Region pointing data:
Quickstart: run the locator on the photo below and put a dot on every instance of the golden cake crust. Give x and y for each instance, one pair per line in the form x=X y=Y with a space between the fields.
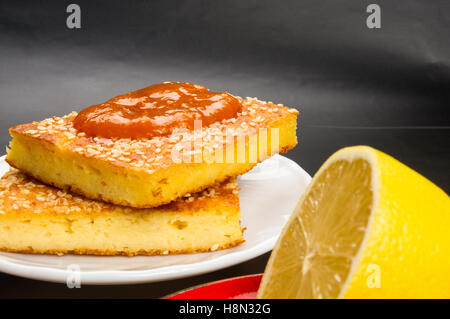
x=114 y=170
x=35 y=218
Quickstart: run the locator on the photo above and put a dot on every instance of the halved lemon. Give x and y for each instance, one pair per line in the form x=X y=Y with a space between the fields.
x=367 y=226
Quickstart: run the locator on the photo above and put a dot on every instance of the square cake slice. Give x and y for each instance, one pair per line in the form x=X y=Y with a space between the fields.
x=36 y=218
x=149 y=172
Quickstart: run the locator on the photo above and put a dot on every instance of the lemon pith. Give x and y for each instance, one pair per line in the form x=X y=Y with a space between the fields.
x=366 y=227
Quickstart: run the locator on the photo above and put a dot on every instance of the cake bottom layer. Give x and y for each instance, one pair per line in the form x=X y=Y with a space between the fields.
x=36 y=218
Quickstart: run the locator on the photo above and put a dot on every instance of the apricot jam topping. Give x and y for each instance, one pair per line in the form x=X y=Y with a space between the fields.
x=156 y=111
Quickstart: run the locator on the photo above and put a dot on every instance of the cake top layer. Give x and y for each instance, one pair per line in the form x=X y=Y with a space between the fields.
x=151 y=154
x=20 y=194
x=156 y=111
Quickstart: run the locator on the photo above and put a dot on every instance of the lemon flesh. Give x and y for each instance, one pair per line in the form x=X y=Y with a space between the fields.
x=366 y=227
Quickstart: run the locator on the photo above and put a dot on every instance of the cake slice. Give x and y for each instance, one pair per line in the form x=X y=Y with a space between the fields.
x=35 y=218
x=149 y=172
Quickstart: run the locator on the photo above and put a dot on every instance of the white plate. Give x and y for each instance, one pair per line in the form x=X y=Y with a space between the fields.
x=267 y=194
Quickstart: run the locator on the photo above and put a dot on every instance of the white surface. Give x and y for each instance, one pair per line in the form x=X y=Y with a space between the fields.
x=267 y=194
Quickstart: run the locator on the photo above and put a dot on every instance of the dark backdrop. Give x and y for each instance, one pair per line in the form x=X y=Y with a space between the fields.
x=388 y=88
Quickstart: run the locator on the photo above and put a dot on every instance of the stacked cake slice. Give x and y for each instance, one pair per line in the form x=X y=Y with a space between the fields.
x=73 y=193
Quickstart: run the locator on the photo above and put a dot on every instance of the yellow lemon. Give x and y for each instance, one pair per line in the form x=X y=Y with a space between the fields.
x=367 y=226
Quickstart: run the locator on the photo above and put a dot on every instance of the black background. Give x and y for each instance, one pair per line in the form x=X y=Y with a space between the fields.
x=388 y=88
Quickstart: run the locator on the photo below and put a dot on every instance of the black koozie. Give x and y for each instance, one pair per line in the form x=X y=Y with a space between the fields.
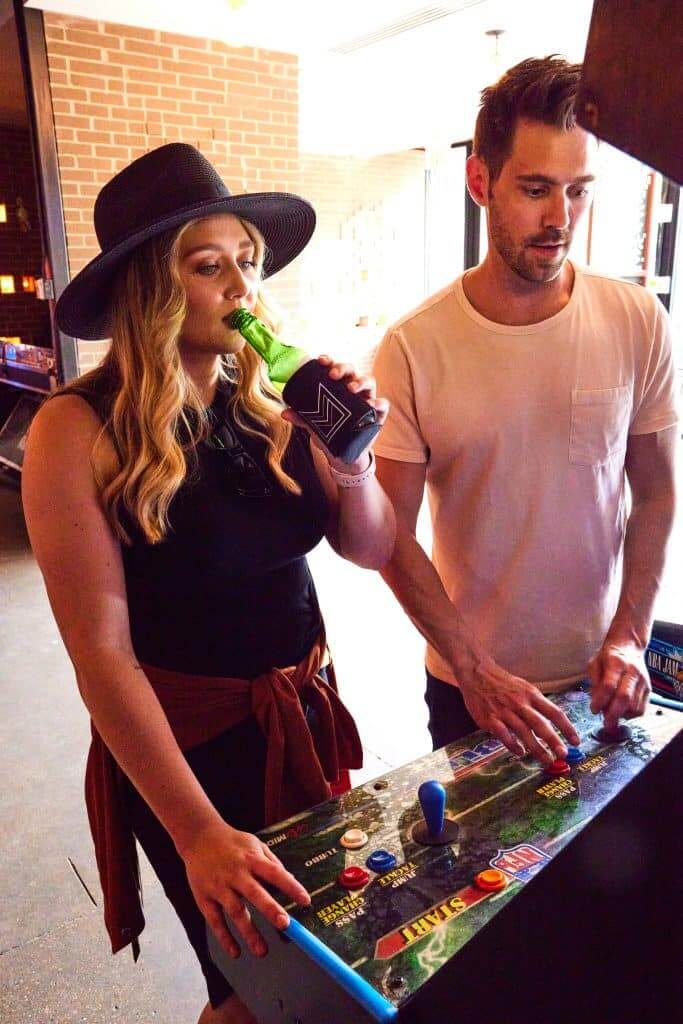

Exercise: Return all the lines above exactly; none of the pictures should appear.

Exercise output:
Quickstart: run the locator on the photo below and put a dot on every instance of the golden cake crust. Give x and y for each instance, one pair per line in the form x=X y=Y with a space between the fields.
x=114 y=170
x=35 y=218
Quickstart: run the locator on the photo above and put a dot on every instance of the halved lemon. Give x and y for each instance, one pair per line in the form x=X y=Y with a space between the fields.
x=367 y=226
Quickstart: run the locator on the photo above and put a dot on every instance of the square cake slice. Give x and y for each instance, one pair per line in the form x=X y=Y with a space between the fields.
x=36 y=218
x=149 y=172
Quickstart: run the locator on the photo above and put a dot on every instance of the lemon pith. Give x and y for each instance, one pair per line in the form x=X y=Y with a space between the fields.
x=366 y=227
Quickstart: run the locator on the photo above and put a dot on every instance of the cake bottom layer. Give x and y for each instance, one pair per line in the form x=X y=Y with a space between the fields.
x=36 y=218
Quickstart: run the locator on the photo above and put a dot on every instance of the apricot jam topping. Give x and y for each instance, one pair per line in the form x=X y=Y with a space between the fields.
x=156 y=111
Quickstart: run the locator on the photo above and put a dot on every instance of the cake top layer. Give x and y for each instance, one pair per line in the form x=X y=Y with a space between the fields.
x=151 y=154
x=20 y=194
x=156 y=111
Quickstart: run the locator on the photo above and put a dot on every instance of the lemon flesh. Give x and y for each instance, one pair per line in the form x=X y=Y with a space between the fields.
x=366 y=227
Quickstart: run the locator on the photo above and put a dot on every instance of the cake slice. Give x and y for each instance, one pair per line in the form x=X y=Y with a space between the fields.
x=35 y=218
x=149 y=172
Quickstart: run the locator on the photo above and put a dot on every instance of the white plate. Give x and y for each instance, one pair per line in the form x=X y=Y with a space between the fields.
x=267 y=194
Quickstart: run the locator on the photo above and put a dot on every instance of the white surface. Give x and y for each instance, one pair per line in the form x=X y=Y with a space between the fields.
x=267 y=194
Quickstart: run the locator on the photo above and put a dot on every instance of the dark backdrop. Give x and y for each instance, one pair per line in the form x=X y=Y with a space between the fields.
x=388 y=88
Quickstart: run the locator on the photo above and put a dot on every instance of the stacked cake slice. Give x and y for each instance, one pair per line in the form x=X y=Y with a space between the fields.
x=73 y=193
Quickstart: run the locator on the photo above and put a dot on every instance of the yellow lemon. Give x and y for each instance, one pair per line in the form x=X y=Y with a space between the fields.
x=367 y=226
Quickstart: run the locator on the photo above and put a dot on every instance of the black background. Give x and y for each instance, one pair per line in the form x=X y=Y with a space between the fields.
x=388 y=88
Quickstart: run the locator on the photo below and put a dot on every instance of the black koozie. Give x and y for each instance, one pair per line in the form x=X y=Y with a space between the fields.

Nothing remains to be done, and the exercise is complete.